**Petunjuk Tugas**
Tuliskan tanpa perubahan bagian kutipan tentang dugaan pungli di Dinas Pendidikan Kampar, mulai dari "Ketika jurnalis menolak" sampai dengan "transparansi dan akuntabilitas.".

WARTARAKYATONLINE- Bangkinang, Dinas Pendidikan Kabupaten Kampar kembali menjadi sorotan tajam. Bukan karena prestasi, melainkan karena dugaan praktik pungutan liar (pungli) yang sistemik dan mengakar kuat dalam tubuh birokrasi. Proses administrasi yang seharusnya menjadi hak pegawai negeri sipil seperti pensiun dan kenaikan pangkat diduga telah berubah menjadi “komoditas” yang diperjualbelikan secara diam-diam.
Temuan ini mencuat setelah tim investigasi HKIndonesia melakukan kunjungan langsung ke kantor Dinas Pendidikan Kampar pada pukul 15.10 WIB. Seorang ibu berusia sekitar 65 tahun yang baru keluar dari gedung dinas secara tak sengaja mengungkap praktik tak lazim tersebut.
“Disuruh transfer Rp500 ribu buat urus pensiun,” ucapnya lirih, sembari menunjukkan kekesalan kepada keluarganya.
Tak berhenti di situ, ia juga mengaku bahwa untuk mengurus kenaikan pangkat atau golongan, dirinya diminta membayar hingga Rp3,5 juta, dengan bantuan seorang pegawai bernama Bu Ani, yang disebut-sebut bekerja di Dinas Pemuda dan Olahraga (Dispora).
Budaya Busuk yang Sudah Menjadi Tradisi
Redaksi HKIndonesia tidak berhenti pada satu kesaksian. Sejumlah narasumber lain dari kalangan ASN membenarkan bahwa praktik pungli seperti ini sudah berlangsung lama dan dianggap “tradisi” yang tak tertulis. Bahkan beberapa mengaku, uang yang dipungut tak berhenti di tangan pegawai bawah. Ada aliran dana ke atas.
“Ini bukan ulah satu orang. Ini sistem. Kalau tak bayar, proses pasti dipersulit,” ujar salah satu ASN yang meminta identitasnya dirahasiakan.
Muncul dugaan kuat adanya aktor intelektual di balik praktik ini—orang-orang berpengaruh yang dengan sadar memelihara kultur busuk tersebut dan membiarkannya terus berlangsung dengan mengandalkan rasa takut, loyalitas, dan pembiaran sistemik.
Konfirmasi Dihalang-Halangi, Informasi Ditutup Rapat
Ketika wartawan mencoba mengonfirmasi langsung ke pihak Dinas Pendidikan dan Dispora, tanggapan yang diterima justru menunjukkan indikasi penghindaran. Petugas piket dan pimpinan dinas menolak memberi keterangan resmi. Pihak Dispora malah menyebut Bu Ani tidak terdaftar sebagai pegawai mereka, dan meminta rekaman pengakuan korban dikirim ke WhatsApp pribadi.
Ketika jurnalis menolak memberikan rekaman, akses konfirmasi pun langsung ditutup. Tindakan ini jelas menandakan minimnya komitmen terhadap transparansi dan akuntabilitas.
“Kalau kalian tak mau kasih rekaman, tak usah konfirmasi ke sini,” ujar salah satu staf dingin.

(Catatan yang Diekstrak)
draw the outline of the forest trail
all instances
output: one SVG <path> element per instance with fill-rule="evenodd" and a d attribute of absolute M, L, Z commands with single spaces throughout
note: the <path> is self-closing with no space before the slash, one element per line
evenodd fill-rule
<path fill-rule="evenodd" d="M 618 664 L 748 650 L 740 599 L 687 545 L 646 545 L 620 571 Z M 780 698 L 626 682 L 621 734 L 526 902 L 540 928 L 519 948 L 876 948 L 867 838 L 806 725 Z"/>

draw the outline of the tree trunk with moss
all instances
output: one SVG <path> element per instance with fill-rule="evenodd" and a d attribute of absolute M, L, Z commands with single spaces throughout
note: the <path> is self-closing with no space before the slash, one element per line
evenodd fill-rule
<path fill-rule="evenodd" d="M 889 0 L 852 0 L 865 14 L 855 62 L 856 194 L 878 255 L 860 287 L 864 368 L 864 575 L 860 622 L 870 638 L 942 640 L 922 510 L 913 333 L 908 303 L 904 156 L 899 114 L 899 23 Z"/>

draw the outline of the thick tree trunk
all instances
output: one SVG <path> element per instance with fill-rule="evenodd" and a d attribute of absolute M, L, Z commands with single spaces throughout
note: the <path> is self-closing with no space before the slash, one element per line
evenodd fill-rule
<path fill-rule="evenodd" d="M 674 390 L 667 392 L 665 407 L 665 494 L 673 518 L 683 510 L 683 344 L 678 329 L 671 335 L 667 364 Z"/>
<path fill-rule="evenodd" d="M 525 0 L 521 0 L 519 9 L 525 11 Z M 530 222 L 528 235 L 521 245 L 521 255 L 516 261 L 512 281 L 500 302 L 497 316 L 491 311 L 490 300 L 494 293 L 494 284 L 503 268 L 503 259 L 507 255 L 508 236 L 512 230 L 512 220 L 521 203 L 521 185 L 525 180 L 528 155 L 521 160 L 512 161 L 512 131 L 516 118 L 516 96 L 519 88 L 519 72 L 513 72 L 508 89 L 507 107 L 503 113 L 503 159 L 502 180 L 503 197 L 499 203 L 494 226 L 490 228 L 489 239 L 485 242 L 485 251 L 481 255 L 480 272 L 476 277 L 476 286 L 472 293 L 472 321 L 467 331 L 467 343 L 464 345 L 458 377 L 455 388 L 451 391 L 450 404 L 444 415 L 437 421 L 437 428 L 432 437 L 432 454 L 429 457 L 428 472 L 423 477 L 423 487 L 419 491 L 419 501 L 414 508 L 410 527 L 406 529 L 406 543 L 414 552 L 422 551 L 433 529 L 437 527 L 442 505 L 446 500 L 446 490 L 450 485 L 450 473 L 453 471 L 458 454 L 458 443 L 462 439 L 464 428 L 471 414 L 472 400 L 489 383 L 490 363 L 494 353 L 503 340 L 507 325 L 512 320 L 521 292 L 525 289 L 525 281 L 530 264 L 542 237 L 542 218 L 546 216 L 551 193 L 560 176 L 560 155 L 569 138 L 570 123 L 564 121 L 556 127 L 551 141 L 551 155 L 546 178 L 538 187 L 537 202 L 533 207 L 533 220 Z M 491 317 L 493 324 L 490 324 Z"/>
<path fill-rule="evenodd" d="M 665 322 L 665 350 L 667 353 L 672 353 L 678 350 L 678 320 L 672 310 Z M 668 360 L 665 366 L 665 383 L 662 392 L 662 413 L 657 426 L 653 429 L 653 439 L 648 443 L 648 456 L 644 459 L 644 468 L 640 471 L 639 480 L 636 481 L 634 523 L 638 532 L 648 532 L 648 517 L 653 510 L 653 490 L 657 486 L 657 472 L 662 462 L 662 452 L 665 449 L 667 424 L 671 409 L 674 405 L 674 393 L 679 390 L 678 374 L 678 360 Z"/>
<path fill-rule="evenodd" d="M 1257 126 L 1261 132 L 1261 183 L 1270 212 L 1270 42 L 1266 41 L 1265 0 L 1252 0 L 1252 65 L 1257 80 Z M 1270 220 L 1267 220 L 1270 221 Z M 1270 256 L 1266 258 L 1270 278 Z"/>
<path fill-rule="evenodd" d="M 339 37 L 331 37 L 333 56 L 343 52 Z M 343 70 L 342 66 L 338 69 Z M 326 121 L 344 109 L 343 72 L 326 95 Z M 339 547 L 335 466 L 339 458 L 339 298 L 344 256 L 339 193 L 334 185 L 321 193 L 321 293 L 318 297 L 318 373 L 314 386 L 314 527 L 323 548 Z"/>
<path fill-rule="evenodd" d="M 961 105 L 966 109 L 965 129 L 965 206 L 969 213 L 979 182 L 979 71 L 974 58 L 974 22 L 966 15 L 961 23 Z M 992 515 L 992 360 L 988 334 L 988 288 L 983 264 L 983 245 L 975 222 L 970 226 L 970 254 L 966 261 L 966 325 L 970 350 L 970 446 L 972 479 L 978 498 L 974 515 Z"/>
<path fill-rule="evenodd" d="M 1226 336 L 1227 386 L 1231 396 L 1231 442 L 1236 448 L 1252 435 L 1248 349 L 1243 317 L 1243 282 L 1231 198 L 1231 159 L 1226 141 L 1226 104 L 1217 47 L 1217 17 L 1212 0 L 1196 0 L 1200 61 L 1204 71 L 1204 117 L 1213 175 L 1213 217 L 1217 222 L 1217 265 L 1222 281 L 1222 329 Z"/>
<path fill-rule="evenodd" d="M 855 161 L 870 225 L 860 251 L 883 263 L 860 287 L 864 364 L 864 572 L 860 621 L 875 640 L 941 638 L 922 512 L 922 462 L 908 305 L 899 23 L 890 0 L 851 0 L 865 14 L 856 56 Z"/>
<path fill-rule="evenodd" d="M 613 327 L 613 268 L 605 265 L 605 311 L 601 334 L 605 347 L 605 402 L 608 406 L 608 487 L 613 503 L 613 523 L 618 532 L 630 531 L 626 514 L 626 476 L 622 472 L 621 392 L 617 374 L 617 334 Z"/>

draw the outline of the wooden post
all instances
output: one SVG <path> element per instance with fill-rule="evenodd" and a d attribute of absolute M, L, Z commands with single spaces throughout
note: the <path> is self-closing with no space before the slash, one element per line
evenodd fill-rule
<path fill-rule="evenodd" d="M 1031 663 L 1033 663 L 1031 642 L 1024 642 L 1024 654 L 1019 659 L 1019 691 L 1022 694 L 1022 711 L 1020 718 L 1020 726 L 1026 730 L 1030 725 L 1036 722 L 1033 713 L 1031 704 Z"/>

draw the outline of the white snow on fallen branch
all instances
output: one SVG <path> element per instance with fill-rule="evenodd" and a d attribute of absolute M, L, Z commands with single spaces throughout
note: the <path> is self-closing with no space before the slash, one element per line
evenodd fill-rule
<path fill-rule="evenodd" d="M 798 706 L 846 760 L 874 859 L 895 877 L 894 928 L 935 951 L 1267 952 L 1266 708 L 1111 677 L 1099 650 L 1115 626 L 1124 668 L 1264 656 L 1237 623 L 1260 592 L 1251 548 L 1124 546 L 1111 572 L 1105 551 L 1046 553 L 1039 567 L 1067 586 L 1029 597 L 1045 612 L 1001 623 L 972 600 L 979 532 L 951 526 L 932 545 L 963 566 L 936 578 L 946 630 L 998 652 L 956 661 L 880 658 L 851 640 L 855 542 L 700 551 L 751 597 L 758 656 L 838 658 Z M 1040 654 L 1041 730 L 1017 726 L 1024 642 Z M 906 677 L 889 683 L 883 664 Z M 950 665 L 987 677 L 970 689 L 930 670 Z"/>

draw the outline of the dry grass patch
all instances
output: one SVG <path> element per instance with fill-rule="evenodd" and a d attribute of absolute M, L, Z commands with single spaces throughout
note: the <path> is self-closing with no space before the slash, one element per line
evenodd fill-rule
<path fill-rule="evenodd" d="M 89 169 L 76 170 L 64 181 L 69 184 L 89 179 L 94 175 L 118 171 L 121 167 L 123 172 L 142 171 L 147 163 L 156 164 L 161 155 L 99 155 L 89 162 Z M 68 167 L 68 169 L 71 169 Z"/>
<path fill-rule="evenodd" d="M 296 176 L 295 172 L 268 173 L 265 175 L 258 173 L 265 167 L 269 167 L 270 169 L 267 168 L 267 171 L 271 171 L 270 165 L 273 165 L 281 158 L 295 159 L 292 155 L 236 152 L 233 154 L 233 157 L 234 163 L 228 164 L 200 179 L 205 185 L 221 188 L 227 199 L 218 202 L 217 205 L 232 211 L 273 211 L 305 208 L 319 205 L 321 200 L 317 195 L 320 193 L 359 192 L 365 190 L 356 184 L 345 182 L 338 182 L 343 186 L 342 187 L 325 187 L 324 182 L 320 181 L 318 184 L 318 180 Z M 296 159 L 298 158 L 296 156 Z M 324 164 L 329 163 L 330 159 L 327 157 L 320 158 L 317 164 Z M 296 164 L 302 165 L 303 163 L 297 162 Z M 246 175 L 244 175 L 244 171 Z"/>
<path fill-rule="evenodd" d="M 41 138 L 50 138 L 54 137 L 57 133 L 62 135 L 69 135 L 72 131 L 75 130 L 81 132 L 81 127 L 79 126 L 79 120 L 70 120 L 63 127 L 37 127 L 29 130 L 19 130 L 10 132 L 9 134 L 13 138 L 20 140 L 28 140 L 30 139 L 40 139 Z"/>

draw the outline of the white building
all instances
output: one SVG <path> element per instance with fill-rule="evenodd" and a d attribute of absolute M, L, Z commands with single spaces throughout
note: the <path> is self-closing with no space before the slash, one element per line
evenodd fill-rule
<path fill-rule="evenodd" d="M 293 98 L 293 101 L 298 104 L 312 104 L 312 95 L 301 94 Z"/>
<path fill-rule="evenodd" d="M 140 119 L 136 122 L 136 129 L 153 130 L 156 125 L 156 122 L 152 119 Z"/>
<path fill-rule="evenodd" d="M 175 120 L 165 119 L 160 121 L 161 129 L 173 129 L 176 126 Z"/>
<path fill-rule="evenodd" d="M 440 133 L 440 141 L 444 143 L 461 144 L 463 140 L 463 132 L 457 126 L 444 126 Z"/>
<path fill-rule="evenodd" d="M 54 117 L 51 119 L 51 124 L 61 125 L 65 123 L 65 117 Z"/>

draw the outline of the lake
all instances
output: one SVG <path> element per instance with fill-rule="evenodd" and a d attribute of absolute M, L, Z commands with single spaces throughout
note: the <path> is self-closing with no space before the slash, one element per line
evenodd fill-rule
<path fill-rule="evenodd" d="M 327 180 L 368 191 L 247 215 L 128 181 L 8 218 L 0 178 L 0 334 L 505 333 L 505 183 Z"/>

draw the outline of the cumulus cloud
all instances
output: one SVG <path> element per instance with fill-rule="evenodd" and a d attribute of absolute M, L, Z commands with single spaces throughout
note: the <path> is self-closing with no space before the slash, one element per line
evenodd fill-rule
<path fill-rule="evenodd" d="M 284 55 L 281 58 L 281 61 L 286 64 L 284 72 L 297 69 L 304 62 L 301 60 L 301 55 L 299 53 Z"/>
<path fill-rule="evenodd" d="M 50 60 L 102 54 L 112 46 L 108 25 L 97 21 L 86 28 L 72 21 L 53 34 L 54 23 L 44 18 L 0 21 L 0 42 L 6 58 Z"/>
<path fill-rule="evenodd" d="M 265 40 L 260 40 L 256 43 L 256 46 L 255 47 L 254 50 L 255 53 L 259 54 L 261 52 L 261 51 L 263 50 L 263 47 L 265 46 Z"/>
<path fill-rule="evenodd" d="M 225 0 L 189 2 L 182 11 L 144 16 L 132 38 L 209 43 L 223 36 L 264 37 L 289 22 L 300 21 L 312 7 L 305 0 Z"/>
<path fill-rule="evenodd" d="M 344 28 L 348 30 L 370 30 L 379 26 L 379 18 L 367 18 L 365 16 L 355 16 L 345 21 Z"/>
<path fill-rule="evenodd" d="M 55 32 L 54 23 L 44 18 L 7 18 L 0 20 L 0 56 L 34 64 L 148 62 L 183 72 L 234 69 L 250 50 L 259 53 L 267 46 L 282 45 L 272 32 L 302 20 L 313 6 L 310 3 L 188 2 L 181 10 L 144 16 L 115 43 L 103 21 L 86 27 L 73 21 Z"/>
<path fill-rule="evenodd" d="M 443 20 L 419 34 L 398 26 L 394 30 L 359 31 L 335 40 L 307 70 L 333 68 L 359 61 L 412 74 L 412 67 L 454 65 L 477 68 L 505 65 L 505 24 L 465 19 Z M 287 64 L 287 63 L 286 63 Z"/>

**Hasil Tugas**
Ketika jurnalis menolak memberikan rekaman, akses konfirmasi pun langsung ditutup. Tindakan ini jelas menandakan minimnya komitmen terhadap transparansi dan akuntabilitas.